▶ [Instructions for the task] Pick out every line of the records that contains the word "grass", and copy each one. Case counts.
- - -
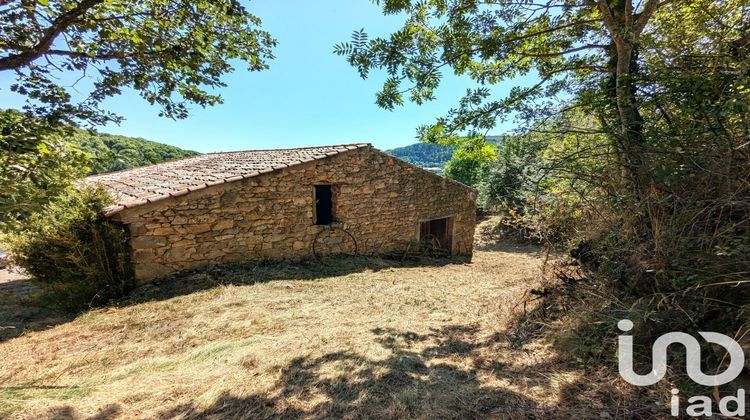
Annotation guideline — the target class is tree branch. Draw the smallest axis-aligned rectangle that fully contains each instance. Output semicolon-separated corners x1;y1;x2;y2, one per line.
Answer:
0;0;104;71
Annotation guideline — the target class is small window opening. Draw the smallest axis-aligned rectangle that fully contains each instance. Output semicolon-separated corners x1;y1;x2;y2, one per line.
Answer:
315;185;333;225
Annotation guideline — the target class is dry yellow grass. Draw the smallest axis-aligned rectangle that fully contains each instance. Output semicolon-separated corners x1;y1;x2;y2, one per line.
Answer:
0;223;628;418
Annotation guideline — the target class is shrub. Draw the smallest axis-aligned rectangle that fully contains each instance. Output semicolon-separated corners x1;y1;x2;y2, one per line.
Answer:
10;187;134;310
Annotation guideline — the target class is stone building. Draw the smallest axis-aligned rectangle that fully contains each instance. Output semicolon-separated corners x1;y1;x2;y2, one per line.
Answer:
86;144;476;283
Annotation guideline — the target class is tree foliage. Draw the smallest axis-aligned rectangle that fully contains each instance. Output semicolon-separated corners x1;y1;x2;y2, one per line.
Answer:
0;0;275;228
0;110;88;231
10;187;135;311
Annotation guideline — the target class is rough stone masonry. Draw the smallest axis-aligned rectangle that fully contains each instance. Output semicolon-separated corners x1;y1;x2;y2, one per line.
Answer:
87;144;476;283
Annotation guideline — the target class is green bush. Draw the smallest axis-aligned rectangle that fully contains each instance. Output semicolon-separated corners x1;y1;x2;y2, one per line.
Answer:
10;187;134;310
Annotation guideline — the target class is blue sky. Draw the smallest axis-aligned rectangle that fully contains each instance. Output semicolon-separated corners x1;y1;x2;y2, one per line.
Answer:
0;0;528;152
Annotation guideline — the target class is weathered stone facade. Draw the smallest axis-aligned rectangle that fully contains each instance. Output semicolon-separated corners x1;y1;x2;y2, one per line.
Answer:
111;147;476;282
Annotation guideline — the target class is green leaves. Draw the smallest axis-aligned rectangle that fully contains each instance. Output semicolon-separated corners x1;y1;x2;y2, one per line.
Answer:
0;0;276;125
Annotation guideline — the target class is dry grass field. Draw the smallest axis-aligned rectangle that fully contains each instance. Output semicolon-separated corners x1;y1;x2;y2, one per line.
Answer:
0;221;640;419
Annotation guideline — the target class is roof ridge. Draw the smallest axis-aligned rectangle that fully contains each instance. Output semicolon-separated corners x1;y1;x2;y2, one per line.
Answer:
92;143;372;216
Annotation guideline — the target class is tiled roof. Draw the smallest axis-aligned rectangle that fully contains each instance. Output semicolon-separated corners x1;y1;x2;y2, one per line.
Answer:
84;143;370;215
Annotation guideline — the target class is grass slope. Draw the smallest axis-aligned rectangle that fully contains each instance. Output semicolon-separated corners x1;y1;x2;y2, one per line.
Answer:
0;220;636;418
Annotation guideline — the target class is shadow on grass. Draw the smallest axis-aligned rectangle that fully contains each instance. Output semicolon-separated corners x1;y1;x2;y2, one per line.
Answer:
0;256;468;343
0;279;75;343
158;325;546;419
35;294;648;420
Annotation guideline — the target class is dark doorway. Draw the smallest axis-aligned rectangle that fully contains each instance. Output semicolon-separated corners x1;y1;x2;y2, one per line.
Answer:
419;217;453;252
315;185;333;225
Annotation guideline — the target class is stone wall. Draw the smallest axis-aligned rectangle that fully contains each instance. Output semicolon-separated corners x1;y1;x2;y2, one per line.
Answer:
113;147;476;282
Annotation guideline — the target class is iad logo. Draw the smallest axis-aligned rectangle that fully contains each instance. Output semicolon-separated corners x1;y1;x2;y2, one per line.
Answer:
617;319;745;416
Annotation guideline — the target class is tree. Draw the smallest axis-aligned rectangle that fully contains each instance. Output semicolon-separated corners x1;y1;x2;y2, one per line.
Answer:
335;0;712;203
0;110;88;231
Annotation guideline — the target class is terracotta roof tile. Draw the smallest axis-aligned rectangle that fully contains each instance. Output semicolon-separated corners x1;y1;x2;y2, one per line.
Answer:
- - -
▶ [Written response]
Annotation guideline — the target class is dry yellow grass. Draw the smallest axis-aligned rectangle that fully contains each instance. Output semicolon-separated corners x1;y1;x2;y2, one per line.
Annotation guideline — the target class is dry grass field. Draw the smallest axis-aligned rectangle that fully contains each instance. Output semicolon-separated corners x1;y1;x2;y2, one per line.
Annotation guideline — the target class is grass slope. Draw the smallest axis-aligned rectangle that fully contains each instance. Output semicolon-separated corners x1;y1;x2;y2, one per line.
Annotation guideline — the target class is shadow on grass. Draw the smallest axis-aligned rectangle that fully contains each instance. Output semicolon-separated corners x1;y1;x2;y2, one per line.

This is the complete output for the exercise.